━━━ Available data ━━━

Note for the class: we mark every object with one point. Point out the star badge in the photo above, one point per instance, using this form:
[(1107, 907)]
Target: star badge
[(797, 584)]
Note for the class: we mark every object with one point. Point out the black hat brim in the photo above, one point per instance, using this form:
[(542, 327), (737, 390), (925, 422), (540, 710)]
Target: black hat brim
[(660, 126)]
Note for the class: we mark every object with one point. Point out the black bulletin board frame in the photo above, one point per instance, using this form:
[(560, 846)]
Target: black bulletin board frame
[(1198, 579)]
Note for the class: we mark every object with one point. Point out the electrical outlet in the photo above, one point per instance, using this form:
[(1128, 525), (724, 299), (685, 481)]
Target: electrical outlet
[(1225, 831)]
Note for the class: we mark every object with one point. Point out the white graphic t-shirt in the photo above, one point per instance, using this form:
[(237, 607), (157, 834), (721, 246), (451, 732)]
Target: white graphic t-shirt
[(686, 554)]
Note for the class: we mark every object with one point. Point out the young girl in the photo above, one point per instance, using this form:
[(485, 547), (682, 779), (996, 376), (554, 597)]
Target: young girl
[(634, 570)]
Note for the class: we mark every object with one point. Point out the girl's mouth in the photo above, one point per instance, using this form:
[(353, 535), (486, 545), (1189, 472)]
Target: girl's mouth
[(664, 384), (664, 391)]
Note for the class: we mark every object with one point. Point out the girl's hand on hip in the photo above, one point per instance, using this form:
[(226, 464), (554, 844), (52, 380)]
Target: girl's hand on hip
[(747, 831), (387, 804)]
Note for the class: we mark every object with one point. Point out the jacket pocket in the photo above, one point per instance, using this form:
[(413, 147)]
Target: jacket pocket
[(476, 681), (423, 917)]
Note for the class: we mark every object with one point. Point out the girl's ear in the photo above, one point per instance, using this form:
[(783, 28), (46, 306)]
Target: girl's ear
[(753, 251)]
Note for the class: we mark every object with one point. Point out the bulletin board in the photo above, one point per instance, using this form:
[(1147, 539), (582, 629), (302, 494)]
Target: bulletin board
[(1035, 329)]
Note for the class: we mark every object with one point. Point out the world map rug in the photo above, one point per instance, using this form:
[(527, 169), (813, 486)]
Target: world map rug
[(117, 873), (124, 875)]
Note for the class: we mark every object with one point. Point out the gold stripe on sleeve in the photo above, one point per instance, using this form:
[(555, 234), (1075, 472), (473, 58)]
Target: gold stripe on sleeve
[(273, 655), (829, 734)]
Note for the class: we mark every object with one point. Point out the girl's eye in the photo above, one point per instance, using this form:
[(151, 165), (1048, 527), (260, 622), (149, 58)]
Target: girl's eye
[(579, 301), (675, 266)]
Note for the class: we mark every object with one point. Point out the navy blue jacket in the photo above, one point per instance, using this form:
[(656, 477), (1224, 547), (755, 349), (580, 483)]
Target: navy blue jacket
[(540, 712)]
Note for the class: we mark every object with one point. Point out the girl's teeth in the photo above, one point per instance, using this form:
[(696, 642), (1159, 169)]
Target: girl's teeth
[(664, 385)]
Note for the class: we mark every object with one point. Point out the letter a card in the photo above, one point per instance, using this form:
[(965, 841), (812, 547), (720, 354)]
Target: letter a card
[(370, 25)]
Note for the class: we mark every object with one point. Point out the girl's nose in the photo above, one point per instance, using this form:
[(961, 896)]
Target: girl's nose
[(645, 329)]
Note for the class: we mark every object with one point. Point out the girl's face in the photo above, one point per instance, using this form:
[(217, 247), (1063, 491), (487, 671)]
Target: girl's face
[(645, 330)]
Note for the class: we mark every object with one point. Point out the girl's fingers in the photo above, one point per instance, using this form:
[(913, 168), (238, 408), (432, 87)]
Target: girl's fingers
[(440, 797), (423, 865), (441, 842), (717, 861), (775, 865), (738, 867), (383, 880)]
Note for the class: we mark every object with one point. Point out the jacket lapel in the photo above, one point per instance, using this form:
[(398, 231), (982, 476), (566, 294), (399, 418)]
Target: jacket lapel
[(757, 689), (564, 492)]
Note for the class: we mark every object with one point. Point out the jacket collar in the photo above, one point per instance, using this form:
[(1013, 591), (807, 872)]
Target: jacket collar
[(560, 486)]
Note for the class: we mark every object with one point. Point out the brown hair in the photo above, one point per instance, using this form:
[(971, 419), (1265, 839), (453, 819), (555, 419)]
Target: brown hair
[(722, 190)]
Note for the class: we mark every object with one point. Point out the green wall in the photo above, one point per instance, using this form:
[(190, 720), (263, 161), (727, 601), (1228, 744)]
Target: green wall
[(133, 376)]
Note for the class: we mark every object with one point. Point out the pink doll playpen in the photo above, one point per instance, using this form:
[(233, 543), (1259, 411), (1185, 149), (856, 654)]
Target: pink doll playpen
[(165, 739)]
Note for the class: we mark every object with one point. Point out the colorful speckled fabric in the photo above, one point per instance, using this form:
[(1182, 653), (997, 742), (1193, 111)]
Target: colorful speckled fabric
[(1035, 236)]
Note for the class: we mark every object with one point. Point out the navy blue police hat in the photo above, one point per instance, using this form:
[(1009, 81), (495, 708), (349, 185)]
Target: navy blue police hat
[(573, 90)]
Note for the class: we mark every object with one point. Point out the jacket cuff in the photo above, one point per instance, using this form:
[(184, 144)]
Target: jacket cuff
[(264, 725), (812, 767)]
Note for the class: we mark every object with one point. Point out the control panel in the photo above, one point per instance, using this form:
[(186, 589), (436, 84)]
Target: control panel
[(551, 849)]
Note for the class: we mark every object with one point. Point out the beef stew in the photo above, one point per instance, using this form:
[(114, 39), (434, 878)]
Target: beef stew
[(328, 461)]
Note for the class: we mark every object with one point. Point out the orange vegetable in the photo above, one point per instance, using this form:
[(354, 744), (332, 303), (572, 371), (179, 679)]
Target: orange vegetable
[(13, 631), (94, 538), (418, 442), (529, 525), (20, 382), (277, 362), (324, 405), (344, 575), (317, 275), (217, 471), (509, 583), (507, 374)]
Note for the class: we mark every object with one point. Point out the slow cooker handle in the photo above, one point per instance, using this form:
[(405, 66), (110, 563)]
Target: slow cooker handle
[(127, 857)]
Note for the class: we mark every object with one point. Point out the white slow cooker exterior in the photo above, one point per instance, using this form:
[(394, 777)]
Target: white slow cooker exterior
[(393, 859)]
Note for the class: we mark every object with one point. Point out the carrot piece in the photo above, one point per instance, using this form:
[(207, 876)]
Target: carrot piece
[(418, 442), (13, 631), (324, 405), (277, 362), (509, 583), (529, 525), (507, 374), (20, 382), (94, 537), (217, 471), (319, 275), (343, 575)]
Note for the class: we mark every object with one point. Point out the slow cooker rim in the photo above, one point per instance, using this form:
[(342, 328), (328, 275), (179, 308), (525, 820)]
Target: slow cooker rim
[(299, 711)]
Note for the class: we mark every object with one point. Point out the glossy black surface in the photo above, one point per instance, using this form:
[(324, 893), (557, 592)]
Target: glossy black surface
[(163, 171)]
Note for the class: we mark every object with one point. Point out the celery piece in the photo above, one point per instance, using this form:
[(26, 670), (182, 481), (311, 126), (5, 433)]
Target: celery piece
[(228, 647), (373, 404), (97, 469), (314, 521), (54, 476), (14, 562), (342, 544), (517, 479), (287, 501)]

━━━
━━━ Available data ━━━

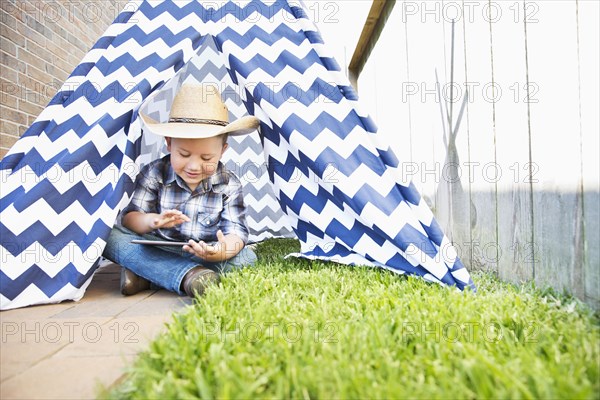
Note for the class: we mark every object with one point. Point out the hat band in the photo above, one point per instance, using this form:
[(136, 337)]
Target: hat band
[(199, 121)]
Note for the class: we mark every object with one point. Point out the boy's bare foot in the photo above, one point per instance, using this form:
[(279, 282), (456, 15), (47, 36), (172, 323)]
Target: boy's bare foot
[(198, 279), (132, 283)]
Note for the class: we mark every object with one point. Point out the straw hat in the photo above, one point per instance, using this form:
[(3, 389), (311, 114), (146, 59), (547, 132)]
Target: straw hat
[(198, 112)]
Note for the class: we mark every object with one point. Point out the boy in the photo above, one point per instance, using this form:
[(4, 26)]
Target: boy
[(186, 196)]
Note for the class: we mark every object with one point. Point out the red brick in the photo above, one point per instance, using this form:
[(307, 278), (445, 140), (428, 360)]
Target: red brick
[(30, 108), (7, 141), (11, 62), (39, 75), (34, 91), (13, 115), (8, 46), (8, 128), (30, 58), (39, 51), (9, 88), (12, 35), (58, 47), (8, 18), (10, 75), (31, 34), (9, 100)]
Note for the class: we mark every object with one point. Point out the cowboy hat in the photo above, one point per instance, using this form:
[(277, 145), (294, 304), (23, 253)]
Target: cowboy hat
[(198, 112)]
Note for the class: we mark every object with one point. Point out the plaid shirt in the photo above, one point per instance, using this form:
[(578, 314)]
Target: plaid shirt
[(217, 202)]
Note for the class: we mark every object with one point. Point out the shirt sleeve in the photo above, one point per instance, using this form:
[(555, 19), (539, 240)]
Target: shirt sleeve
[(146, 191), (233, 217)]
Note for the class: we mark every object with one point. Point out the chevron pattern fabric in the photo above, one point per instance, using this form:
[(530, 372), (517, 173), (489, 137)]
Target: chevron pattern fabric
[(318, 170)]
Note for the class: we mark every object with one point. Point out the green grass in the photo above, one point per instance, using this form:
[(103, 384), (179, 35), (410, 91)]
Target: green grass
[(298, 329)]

━━━

Where the data above reaches the line holding "out the plaid", begin printing, and stop after the line holding "[(555, 19), (539, 240)]". Each line must be reproduced exactly, with nothing else added.

Note for the class: we mark every object with one point. Point out the plaid shirt in the photo above, one point per instance, using this form:
[(578, 314)]
Target: plaid shirt
[(217, 202)]
Note for the class: we mark every object with one point. Point out the shirt sleeve in the photo above, one point per instance, using this form:
[(555, 19), (539, 240)]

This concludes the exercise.